BEGIN Extracted information
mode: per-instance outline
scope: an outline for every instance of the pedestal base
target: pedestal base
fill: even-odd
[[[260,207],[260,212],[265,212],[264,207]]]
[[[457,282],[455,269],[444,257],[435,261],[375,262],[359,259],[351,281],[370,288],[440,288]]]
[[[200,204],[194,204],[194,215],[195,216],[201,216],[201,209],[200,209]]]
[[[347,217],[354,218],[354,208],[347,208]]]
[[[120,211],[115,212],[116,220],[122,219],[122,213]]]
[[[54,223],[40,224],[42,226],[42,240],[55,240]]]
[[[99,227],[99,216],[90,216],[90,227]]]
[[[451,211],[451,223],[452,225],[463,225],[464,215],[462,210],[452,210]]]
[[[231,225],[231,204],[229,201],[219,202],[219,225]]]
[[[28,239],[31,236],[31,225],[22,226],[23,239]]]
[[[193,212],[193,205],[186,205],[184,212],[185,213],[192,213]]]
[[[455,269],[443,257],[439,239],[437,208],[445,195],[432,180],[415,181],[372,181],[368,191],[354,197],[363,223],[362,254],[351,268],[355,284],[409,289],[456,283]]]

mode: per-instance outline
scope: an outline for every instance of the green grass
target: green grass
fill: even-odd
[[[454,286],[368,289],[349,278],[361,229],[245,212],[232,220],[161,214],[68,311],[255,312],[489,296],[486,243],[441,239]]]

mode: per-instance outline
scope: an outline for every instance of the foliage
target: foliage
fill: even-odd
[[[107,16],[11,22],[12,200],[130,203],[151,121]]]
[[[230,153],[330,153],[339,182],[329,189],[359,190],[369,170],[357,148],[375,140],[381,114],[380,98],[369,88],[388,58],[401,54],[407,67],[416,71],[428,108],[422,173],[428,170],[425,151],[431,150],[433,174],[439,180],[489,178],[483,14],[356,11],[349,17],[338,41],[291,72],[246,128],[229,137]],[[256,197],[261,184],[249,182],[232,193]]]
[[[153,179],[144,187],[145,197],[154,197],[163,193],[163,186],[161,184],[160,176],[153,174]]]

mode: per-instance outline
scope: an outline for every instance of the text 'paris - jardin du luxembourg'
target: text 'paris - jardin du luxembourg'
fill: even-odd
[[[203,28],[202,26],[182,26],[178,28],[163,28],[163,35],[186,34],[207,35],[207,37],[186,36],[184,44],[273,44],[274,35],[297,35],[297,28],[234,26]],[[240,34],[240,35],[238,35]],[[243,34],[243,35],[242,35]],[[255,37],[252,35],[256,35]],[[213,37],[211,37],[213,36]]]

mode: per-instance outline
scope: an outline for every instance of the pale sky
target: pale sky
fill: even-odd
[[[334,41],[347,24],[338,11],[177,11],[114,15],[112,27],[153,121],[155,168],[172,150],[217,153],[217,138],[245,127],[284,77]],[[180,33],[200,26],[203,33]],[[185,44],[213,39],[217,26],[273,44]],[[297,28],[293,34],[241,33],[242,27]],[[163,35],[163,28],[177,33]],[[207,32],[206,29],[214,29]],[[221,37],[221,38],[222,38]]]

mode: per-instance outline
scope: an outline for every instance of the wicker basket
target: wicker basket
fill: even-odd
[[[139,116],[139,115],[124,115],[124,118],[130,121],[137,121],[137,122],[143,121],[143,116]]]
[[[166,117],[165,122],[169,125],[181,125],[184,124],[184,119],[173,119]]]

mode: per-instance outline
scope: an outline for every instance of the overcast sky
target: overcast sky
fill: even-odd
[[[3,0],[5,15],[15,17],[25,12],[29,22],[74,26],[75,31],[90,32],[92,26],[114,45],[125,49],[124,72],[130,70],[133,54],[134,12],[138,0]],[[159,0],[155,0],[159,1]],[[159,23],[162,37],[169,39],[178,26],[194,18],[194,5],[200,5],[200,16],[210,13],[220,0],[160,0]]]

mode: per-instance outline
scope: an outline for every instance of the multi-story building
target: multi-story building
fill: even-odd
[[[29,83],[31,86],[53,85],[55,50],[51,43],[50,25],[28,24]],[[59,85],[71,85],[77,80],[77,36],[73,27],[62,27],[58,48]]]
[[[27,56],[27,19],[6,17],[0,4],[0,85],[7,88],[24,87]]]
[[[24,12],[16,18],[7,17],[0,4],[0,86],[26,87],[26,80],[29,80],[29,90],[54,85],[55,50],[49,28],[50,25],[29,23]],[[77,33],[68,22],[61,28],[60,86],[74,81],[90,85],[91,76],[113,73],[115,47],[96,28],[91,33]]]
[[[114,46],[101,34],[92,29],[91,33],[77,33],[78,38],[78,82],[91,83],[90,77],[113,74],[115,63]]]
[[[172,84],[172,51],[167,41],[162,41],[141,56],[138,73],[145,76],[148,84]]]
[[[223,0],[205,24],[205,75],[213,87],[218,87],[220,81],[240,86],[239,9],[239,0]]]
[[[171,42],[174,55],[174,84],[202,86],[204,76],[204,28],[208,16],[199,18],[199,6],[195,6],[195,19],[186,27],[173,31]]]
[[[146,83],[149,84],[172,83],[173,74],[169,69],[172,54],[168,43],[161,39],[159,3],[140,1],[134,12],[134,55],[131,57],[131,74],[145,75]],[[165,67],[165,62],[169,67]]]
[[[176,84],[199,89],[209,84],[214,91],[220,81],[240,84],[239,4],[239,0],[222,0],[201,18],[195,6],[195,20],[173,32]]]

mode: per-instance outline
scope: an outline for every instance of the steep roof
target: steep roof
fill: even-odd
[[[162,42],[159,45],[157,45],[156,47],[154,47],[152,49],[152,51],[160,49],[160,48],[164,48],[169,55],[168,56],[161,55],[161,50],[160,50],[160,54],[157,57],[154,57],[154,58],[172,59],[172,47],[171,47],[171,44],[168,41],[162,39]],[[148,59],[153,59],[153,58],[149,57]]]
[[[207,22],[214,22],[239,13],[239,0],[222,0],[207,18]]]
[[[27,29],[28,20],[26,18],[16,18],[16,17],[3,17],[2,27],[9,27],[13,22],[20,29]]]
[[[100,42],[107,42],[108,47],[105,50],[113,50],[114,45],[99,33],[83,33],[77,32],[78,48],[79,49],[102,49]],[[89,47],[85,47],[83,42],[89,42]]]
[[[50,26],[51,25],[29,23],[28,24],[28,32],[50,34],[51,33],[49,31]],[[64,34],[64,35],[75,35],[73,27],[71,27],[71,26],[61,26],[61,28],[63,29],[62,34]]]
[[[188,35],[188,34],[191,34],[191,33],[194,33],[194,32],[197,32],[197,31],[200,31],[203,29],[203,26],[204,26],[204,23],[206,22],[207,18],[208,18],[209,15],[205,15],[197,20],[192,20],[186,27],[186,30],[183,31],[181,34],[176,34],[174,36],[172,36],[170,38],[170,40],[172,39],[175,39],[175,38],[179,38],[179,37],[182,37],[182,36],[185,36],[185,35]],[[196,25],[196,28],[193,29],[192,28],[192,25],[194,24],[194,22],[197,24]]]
END Extracted information
### Directions
Could you retype exactly the lines above, starting at the line that contains "target: wicker basket" and ending at the line that contains "target: multi-story building", and nothing more?

### Exercise result
target: wicker basket
fill: even-odd
[[[139,116],[139,115],[124,115],[124,118],[130,121],[137,121],[137,122],[143,121],[143,116]]]
[[[166,117],[165,122],[169,125],[181,125],[184,124],[184,119],[173,119]]]

mode: per-instance outline
scope: an outline for every instance of the overcast sky
target: overcast sky
fill: even-odd
[[[3,0],[5,15],[15,17],[25,12],[29,22],[74,26],[75,31],[90,32],[92,26],[114,45],[125,49],[124,72],[130,70],[133,54],[134,12],[138,0]],[[159,0],[155,0],[159,1]],[[159,23],[162,37],[169,39],[178,26],[194,18],[194,5],[200,5],[200,16],[210,13],[220,0],[160,0]]]

mode: per-instance outline
scope: an outline for every instance of the multi-story building
target: multi-story building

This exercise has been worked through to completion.